_Record excerpts_.
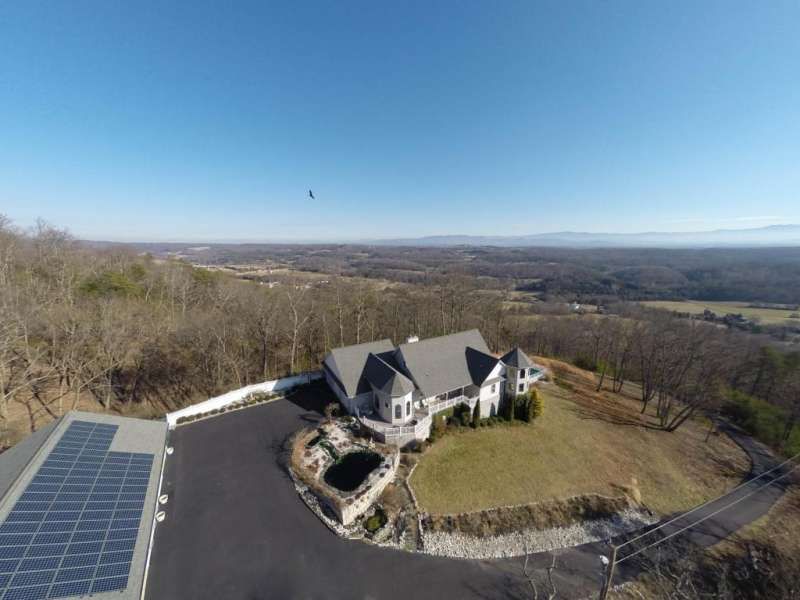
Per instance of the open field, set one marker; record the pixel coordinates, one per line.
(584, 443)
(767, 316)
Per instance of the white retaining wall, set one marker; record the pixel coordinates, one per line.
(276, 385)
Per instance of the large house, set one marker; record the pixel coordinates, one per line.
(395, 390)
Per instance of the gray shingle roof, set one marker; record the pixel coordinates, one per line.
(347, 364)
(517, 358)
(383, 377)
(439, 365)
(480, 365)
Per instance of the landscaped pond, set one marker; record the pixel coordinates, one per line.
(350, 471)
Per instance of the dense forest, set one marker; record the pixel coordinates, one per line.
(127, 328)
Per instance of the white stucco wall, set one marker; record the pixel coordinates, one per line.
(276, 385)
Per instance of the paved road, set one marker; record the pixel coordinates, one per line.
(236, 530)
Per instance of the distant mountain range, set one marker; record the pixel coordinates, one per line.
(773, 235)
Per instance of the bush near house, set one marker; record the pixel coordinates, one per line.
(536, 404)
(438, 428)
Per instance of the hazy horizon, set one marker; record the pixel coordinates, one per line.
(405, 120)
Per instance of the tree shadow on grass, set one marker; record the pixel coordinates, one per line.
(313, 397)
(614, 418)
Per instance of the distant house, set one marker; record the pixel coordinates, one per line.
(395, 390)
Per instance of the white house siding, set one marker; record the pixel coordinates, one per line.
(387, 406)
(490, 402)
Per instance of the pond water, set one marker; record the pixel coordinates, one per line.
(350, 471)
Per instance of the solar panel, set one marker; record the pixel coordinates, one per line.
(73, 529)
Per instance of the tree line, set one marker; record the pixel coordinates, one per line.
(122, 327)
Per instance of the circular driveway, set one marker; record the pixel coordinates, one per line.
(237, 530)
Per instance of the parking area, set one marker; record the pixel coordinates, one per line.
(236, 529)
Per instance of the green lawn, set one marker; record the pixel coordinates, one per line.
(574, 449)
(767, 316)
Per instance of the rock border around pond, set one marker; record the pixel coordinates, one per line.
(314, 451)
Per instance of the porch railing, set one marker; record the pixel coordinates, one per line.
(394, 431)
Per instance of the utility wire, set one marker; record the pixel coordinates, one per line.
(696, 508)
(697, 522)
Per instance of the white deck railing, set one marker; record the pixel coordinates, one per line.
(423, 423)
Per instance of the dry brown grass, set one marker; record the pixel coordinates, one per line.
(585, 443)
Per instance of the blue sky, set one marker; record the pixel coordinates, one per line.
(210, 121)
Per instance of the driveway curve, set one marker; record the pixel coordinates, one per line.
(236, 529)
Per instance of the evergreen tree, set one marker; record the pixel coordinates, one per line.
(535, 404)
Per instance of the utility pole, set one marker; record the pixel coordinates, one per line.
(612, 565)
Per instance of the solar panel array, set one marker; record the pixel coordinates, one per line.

_Job_.
From the line that contains "Per instance of the white deck" to the last line of the material above, repeat every line exactly, keeping both the first and the last.

_Reply to the task_.
Per instance of the white deck railing, set one marker; record the pixel coordinates, one per line.
(423, 423)
Per instance of the dry brown grass, set one marker; record the pixel coordinates, one per line.
(585, 443)
Per instance of the blue sky, set one marker; record the pixel coordinates, one per line.
(210, 121)
Per instance of the driveway curve, set one marker; record the pixel coordinates, one per line.
(236, 529)
Per instance of the evergreen tree, set one marker; record the pixel coordinates, one per line.
(535, 404)
Per instance of the utility pole, set one marker; record the pixel coordinates, one per line.
(612, 565)
Per instance of the solar panel array, set one marker; record the pixel coordinates, one per line.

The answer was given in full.